## EXERCISE
Put every line of the material below into a JSON list of strings, one string per line, omitting any blank lines.

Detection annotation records
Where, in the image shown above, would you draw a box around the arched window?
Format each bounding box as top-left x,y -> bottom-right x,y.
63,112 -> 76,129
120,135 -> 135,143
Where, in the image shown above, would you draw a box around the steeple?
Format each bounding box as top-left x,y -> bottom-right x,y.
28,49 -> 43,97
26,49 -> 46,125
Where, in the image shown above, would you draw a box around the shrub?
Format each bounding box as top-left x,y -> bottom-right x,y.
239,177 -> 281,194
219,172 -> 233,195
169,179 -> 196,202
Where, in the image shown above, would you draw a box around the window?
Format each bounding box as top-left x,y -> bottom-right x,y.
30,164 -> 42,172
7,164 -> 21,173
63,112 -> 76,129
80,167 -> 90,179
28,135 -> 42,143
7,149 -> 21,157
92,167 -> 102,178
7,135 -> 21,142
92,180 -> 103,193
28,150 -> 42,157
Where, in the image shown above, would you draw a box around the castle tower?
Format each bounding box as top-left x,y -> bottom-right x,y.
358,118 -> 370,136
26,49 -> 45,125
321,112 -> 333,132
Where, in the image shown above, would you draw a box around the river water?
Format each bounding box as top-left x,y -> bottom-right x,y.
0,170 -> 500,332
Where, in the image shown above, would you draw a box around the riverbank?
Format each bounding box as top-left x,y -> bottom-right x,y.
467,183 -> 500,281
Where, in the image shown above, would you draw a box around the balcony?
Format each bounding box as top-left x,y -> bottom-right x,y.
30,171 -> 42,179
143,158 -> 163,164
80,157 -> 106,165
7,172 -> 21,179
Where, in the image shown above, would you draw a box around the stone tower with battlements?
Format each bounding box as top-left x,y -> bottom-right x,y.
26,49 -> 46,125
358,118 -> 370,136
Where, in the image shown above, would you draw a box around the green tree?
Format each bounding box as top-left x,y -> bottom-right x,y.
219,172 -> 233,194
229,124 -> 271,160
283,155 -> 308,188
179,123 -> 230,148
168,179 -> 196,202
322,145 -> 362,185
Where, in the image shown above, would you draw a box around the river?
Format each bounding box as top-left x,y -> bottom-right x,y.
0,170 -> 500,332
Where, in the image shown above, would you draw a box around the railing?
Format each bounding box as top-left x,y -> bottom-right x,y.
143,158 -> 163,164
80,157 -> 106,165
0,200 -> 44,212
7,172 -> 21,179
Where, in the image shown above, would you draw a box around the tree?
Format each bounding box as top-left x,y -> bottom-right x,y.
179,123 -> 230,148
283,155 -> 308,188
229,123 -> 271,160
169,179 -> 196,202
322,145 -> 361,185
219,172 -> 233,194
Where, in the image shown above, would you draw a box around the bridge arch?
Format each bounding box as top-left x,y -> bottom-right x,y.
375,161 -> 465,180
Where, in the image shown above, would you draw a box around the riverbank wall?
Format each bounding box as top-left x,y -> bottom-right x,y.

## SOLUTION TO THIS PROBLEM
[
  "Where, in the image shown above, would you draw a box around the arched window?",
  "Format each bounding box as top-left x,y -> bottom-right x,y.",
  "63,112 -> 76,129",
  "120,135 -> 135,143",
  "Where, in the image shown above, would you draw a box around the steeple?",
  "Format each bounding box as top-left x,y -> bottom-right x,y.",
  "28,49 -> 43,97",
  "26,49 -> 46,125",
  "Where, in the image shown above, would you draw a box around the shrub?",
  "Format each bounding box as top-left x,y -> bottom-right x,y.",
  "239,177 -> 281,194",
  "219,172 -> 233,195",
  "169,179 -> 196,202",
  "Where, in the image shown above, would you draw a box around the window?",
  "Format each bounding box as top-left x,y -> bottom-right x,y.",
  "30,164 -> 42,172",
  "7,164 -> 21,173",
  "63,112 -> 76,129",
  "80,167 -> 90,179",
  "28,135 -> 42,143",
  "7,149 -> 21,157",
  "92,167 -> 102,178",
  "7,135 -> 21,142",
  "92,180 -> 103,193",
  "28,150 -> 42,157",
  "Where, in the image shown above, would you draw a box around the castle tower?",
  "Format each bounding box as top-left x,y -> bottom-right x,y.",
  "358,118 -> 370,136",
  "26,49 -> 45,125",
  "321,112 -> 333,132",
  "Where, in the image shown above, would you draw a box around the river water?",
  "Format each bounding box as top-left x,y -> bottom-right x,y.",
  "0,170 -> 500,332",
  "Where, in the image shown above, would you draw a box around the riverbank?",
  "Format each bounding box as top-left x,y -> bottom-right x,y.",
  "467,183 -> 500,281",
  "Where, in the image shown above, would you draw a box around the balcony?",
  "Format each bounding box as top-left x,y -> bottom-right x,y.",
  "30,171 -> 42,179",
  "143,158 -> 163,164",
  "80,157 -> 106,165",
  "7,172 -> 21,179",
  "Where, in the image shown above, would you draw a box around the stone tower with battlements?",
  "Format each bounding box as top-left x,y -> bottom-right x,y.",
  "26,49 -> 46,125",
  "358,118 -> 370,136",
  "Where, in the image shown above, would you draw a box around the green tree?",
  "Format each bounding box as top-left x,y -> bottom-right x,y.",
  "219,172 -> 233,194",
  "229,124 -> 271,160",
  "283,155 -> 308,188",
  "179,123 -> 230,148",
  "168,179 -> 196,202",
  "322,145 -> 362,185",
  "Where, in the image shown above, would you draw a box around the river?",
  "Format each bounding box as top-left x,y -> bottom-right x,y.",
  "0,170 -> 500,332",
  "Where, in the image shown above, would you draw a box around the railing?",
  "Format each bounding box as top-left x,y -> bottom-right x,y.",
  "143,158 -> 163,164",
  "80,157 -> 106,165",
  "0,200 -> 44,212",
  "7,172 -> 21,179",
  "Where, in the image shown above, would you draw a box around the tree?",
  "Format each bounding box as top-left x,y -> bottom-right x,y.",
  "179,123 -> 230,148",
  "283,155 -> 308,188",
  "229,123 -> 271,160",
  "169,179 -> 196,202",
  "322,145 -> 361,185",
  "219,172 -> 233,194",
  "Where, in the image shown above, would you draw a box around the bridge arch?",
  "Format each bounding box as top-left x,y -> bottom-right x,y.",
  "375,161 -> 465,180",
  "Where, in the image shown above, would you draw a box around the riverbank wall?",
  "Format each bounding box as top-left x,y -> bottom-right x,y."
]